TEXT BLOCK ▸
The parameter generating unit 33 may generate the voice synthetic parameter with respect to respective words and collocations that are decided by the emphasis degree automatically deciding unit 36 in the intermediate language with the rhythm mark outputted from the pattern element analyzing unit 11. In addition, upon generating the voice synthetic parameter in the intermediate language outputted from the pattern element analyzing unit 11, the parameter generating unit 33 may generate the emphasized voice synthetic parameter with respect to respective words and collocations that are decided by the emphasis degree automatically deciding unit 36.

This voice synthetic parameter includes the pattern of the pitch frequency, the position of the phoneme, the phoneme duration, the pose duration added before or after the emphasized part, and the tension of the voice or the like. Due to this voice synthetic parameter, the tension, the tone, and the intonation of the voice, or the insertion time and the insertion place of the pose or the like are decided, and the natural voice is obtained. For example, when reading a paragraph of the sentence, a reader leaves a pose before starting the reading and may read the sentence while emphasizing the starting part or may read the sentence slowly. Thereby, a bunch included in one sentence is identified and emphasized, so that a division of the sentence is made clear.

The waveform dictionary 14 stores the voice waveform data of the voice itself (the phoneme waveform or the phoneme piece), a phoneme label showing which phoneme a specific part of the voice indicates, and a pitch mark indicating the pitch period with respect to the voiced sound. This waveform dictionary 14 selects the waveform data of the appropriate part of the voice waveform data in response to the access from the pitch clipping and superimposing unit 15 to be described below and outputs the phoneme. Thereby, it is decided which part of the voice waveform data in the waveform dictionary 14 is used. In the meantime, the waveform dictionary 14 often holds the voice waveform data in a format of a PCM (Pulse Coded Modulation) data.

GOAL ▸ Return the part of the voice synthesis text between "This voice synthetic parameter includes" and "is made clear.", inclusive, copied word for word.

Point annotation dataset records

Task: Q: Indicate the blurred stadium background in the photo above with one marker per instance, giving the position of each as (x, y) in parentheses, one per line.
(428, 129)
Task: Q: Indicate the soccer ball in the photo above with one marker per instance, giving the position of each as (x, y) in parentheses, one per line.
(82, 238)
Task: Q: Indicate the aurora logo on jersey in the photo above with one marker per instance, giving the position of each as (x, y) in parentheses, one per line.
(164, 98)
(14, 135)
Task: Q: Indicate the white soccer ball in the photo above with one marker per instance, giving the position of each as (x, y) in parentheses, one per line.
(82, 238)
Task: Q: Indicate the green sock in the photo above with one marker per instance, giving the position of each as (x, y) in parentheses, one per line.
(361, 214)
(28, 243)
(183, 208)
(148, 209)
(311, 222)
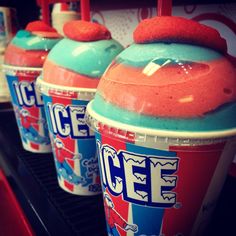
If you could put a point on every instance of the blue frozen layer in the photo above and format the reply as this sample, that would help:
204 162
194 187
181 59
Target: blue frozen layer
87 58
154 51
28 41
221 119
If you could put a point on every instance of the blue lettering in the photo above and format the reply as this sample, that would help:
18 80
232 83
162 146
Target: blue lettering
144 180
26 94
68 120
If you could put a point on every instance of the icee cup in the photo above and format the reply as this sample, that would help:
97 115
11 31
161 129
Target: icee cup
164 121
69 80
23 61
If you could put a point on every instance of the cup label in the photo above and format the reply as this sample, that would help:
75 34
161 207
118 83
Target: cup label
69 121
151 190
73 145
29 111
26 94
142 179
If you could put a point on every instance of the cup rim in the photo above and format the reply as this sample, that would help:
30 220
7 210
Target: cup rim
20 68
93 118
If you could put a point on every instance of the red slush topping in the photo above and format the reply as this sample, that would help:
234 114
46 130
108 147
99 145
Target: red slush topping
172 29
85 31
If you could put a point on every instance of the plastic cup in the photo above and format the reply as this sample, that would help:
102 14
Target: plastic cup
69 80
164 121
73 142
4 91
157 182
28 108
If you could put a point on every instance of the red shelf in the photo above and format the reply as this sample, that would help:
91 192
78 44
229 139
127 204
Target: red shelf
12 219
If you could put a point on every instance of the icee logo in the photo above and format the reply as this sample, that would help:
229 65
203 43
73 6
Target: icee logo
144 180
68 120
26 94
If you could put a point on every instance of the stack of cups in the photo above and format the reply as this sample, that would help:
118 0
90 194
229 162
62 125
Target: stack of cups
70 76
24 58
164 116
62 13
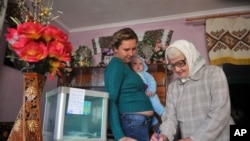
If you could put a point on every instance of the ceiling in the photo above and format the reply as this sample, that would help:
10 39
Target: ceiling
79 15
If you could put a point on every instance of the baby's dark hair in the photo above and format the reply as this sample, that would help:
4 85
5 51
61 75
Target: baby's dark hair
121 35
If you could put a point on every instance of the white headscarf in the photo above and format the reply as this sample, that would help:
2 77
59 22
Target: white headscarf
194 58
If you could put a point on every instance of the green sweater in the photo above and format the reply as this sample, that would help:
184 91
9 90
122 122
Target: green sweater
126 93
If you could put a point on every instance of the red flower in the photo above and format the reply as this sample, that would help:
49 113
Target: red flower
33 52
40 45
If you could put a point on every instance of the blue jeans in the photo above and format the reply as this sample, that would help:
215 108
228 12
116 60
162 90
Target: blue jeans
158 107
136 126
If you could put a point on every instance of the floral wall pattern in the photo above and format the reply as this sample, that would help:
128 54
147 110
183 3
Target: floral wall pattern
228 40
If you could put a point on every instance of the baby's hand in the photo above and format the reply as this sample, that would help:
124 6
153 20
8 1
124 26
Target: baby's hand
149 93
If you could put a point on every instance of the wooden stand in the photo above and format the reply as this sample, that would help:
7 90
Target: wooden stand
27 126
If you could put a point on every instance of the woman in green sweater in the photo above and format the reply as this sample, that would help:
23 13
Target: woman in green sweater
130 110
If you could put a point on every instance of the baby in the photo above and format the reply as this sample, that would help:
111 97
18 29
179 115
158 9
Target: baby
139 66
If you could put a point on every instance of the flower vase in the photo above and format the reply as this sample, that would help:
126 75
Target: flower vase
27 126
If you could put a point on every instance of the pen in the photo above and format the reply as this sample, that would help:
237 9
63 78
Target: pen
157 130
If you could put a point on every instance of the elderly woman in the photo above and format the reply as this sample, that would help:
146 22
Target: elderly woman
198 100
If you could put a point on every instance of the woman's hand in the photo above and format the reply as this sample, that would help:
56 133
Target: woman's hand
127 139
186 139
158 137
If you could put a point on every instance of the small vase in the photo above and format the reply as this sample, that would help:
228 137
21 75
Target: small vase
27 126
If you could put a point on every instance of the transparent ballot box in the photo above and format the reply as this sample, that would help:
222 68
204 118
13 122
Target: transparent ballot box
75 114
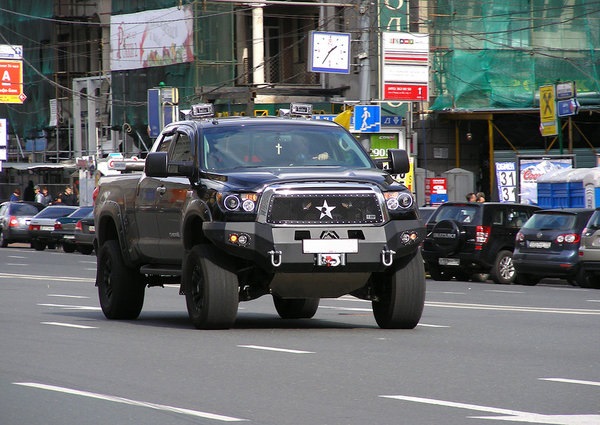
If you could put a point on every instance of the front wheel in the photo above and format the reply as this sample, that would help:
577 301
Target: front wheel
120 288
211 291
400 295
296 308
503 270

RESULT BELOW ▸
This voice synthetic parameter includes the pattern of the pitch frequency, the position of the phoneme, the phoneme duration, the pose duration added before or after the emphasized part, and the tension of the voice or the like. Due to this voice synthetic parameter, the tension, the tone, and the intonation of the voice, or the insertion time and the insertion place of the pose or the like are decided, and the natural voice is obtained. For example, when reading a paragraph of the sentence, a reader leaves a pose before starting the reading and may read the sentence while emphasizing the starting part or may read the sentence slowly. Thereby, a bunch included in one sentence is identified and emphasized, so that a division of the sentence is made clear.